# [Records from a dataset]

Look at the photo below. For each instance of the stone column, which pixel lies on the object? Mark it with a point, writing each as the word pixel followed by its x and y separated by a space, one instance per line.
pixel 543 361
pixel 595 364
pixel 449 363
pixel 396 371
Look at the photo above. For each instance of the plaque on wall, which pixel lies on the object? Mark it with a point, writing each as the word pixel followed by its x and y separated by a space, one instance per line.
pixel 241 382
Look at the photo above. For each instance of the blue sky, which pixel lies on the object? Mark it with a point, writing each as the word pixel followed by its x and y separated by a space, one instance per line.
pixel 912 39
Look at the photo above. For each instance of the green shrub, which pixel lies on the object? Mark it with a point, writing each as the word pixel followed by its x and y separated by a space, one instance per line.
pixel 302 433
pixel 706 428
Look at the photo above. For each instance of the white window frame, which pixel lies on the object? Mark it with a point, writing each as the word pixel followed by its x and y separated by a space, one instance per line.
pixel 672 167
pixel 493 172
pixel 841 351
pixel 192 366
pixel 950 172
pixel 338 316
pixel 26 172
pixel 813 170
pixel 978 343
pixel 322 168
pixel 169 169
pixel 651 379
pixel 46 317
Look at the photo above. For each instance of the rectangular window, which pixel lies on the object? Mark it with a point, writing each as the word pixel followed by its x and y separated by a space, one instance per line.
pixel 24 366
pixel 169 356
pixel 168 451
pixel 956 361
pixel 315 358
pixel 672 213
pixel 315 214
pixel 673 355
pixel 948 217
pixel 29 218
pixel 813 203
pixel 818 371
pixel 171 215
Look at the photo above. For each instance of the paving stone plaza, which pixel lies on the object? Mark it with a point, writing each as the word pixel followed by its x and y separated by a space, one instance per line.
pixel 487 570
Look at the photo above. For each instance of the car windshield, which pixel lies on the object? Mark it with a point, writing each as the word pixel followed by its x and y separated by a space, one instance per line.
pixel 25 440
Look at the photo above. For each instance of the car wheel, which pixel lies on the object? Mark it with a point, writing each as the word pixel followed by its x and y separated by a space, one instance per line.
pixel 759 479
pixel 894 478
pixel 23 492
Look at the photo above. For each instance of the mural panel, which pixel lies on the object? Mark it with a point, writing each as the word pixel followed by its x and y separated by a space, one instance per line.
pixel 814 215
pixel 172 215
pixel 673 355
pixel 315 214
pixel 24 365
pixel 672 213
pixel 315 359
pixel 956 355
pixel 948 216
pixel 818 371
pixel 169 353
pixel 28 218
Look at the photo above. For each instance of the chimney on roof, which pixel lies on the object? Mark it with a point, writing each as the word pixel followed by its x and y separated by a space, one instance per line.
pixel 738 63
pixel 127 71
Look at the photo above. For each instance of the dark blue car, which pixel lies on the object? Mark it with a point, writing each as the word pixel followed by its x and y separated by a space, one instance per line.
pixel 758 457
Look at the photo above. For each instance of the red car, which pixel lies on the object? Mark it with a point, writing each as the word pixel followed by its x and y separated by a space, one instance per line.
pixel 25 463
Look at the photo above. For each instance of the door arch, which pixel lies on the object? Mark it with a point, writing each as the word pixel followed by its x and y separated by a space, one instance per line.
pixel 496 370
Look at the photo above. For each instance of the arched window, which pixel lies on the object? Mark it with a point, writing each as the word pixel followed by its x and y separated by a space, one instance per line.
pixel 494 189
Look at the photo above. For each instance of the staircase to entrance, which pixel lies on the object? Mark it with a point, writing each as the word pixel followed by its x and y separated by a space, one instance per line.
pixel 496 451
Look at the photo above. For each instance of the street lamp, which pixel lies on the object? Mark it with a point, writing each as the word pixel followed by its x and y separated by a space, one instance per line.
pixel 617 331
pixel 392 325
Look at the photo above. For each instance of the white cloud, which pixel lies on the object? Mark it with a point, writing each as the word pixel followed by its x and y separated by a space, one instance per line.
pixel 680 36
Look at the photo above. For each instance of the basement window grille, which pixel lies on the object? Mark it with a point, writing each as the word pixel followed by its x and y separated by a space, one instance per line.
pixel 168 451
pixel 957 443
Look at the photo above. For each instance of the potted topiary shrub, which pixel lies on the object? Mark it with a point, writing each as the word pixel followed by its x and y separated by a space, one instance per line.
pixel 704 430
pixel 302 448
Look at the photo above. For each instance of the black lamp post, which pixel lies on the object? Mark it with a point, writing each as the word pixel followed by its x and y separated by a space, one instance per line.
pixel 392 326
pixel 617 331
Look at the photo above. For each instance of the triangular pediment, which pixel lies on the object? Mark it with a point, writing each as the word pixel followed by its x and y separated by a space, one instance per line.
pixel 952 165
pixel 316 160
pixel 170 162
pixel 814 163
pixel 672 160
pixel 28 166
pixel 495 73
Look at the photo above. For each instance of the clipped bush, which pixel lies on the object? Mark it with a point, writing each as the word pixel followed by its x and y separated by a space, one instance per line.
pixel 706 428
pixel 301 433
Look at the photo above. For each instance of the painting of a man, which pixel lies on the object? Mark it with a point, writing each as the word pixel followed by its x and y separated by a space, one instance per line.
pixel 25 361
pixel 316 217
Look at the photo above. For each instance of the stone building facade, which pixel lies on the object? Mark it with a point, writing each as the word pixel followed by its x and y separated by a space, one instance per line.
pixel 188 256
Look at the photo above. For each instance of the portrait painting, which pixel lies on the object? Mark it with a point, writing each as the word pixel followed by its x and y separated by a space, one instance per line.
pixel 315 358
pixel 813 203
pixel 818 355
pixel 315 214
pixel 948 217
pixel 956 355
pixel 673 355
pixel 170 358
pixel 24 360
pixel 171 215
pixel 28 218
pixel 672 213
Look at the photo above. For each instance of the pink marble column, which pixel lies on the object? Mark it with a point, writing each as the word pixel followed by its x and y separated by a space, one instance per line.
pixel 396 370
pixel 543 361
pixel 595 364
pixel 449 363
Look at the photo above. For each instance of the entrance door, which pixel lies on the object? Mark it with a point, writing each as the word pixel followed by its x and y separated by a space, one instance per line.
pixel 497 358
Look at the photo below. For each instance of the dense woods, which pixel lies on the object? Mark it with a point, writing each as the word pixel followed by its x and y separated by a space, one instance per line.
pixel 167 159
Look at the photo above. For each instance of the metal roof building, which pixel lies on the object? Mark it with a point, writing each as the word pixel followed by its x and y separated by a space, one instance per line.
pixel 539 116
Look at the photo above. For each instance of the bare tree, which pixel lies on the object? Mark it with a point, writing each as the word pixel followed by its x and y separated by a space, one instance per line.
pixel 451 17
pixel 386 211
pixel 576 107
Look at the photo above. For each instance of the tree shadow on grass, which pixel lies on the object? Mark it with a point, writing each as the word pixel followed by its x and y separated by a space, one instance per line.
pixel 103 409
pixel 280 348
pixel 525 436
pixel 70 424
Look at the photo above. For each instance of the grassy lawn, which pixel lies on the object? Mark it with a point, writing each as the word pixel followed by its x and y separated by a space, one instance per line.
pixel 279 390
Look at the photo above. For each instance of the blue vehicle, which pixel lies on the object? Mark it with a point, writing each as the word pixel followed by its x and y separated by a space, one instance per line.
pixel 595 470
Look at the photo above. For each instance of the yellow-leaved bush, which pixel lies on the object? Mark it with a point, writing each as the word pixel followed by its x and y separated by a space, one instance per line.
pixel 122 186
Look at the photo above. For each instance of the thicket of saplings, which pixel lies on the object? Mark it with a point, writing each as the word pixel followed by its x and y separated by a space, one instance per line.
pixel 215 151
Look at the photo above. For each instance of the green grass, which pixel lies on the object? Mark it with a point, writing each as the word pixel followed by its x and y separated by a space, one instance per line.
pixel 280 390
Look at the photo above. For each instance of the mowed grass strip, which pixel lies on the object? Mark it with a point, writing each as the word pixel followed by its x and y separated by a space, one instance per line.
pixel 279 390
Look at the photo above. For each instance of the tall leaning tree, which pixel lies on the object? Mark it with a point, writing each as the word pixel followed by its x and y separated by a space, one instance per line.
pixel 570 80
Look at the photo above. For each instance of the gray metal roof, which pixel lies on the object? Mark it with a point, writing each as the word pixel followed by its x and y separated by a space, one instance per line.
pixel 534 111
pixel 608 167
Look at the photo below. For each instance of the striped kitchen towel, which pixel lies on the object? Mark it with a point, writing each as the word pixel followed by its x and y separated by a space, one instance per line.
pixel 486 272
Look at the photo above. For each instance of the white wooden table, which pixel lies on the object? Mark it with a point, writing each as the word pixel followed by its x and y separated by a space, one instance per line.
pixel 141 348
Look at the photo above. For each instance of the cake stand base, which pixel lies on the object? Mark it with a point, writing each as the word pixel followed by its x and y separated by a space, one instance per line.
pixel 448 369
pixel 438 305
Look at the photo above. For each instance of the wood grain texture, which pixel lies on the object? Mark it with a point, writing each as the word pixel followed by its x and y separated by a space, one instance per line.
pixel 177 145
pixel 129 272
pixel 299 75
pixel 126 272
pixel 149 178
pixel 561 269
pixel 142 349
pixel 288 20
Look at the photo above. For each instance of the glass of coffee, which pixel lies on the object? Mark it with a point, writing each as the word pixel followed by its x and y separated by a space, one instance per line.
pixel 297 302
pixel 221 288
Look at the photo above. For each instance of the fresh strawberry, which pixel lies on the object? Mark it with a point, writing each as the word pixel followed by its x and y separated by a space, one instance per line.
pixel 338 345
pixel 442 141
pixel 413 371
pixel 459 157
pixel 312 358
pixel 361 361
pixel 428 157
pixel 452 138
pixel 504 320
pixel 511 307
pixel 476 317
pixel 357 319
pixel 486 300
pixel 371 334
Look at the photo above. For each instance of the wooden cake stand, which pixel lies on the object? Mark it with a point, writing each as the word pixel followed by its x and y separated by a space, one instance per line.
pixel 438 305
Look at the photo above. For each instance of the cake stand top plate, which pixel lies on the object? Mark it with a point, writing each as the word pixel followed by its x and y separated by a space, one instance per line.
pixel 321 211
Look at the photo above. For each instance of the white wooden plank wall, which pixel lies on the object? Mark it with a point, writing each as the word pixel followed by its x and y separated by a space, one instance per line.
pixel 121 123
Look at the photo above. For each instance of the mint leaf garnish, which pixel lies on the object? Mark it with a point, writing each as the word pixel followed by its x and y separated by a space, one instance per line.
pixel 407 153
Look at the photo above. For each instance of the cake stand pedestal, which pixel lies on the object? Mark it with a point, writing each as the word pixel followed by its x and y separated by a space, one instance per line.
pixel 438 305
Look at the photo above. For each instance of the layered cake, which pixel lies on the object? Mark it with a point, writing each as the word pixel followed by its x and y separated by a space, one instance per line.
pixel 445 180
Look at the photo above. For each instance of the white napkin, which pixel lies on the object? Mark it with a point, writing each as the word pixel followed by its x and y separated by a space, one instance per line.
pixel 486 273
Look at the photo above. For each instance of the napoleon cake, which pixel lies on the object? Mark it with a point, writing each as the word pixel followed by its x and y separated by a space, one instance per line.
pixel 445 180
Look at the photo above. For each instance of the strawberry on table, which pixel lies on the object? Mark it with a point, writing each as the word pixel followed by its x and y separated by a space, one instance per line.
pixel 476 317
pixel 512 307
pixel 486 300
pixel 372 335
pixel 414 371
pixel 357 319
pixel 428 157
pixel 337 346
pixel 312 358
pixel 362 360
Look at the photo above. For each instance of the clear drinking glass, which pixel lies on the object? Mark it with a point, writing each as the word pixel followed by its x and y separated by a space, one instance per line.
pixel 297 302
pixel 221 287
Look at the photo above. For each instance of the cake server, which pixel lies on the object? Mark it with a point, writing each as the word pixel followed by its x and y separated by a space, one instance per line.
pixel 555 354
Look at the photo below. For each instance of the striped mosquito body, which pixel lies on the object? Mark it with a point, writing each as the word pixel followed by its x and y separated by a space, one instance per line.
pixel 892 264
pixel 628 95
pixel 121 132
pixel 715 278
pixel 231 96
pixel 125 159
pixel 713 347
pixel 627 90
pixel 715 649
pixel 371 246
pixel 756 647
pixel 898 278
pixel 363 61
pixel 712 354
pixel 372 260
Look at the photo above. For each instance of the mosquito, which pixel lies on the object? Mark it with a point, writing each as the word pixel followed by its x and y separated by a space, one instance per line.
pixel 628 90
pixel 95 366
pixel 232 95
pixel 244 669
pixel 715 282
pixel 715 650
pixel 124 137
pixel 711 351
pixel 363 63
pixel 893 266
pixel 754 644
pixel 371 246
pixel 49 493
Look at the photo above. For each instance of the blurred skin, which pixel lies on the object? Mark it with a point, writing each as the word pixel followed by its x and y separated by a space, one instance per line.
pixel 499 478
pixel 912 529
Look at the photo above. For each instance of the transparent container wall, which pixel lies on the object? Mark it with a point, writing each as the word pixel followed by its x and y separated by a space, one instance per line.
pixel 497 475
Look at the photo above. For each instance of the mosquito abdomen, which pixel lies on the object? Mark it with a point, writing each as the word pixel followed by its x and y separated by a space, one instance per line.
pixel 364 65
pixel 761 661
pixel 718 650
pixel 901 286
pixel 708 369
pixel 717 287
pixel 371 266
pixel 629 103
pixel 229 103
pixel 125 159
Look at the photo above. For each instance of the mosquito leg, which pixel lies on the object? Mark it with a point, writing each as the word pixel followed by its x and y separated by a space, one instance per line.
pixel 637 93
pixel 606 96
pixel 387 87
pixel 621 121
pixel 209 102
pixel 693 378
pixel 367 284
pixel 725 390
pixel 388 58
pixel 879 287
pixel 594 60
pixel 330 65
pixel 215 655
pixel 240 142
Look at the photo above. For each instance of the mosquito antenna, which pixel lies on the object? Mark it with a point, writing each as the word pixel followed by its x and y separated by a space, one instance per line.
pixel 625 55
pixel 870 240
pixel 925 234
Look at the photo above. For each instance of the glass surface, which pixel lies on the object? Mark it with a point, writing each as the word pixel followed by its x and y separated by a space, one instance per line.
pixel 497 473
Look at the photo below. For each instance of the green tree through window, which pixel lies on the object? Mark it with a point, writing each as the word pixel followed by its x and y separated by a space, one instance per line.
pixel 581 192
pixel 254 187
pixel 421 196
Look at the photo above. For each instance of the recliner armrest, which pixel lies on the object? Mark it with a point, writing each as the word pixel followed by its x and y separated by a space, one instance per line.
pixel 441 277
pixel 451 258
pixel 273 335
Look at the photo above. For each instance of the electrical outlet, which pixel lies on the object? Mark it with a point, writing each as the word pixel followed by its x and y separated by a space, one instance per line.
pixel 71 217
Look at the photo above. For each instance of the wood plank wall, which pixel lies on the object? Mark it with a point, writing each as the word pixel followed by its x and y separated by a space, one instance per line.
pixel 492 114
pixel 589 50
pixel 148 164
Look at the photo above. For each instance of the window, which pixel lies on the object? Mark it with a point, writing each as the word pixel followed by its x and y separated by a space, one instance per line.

# [WRITTEN EXERCISE]
Rewrite the rows from the line containing "the striped mosquito" through the line containing "pixel 628 95", changing "striped mosquito body" to "insect body" and keeping everything else the same.

# [RESULT FOR THIS EXERCISE]
Look at the photo below. For each instance of the insect body, which pixel lies on the object? Mark it with a point, writing each as the word pixel followed by its x and y separated by a space, one instance per line.
pixel 892 264
pixel 628 95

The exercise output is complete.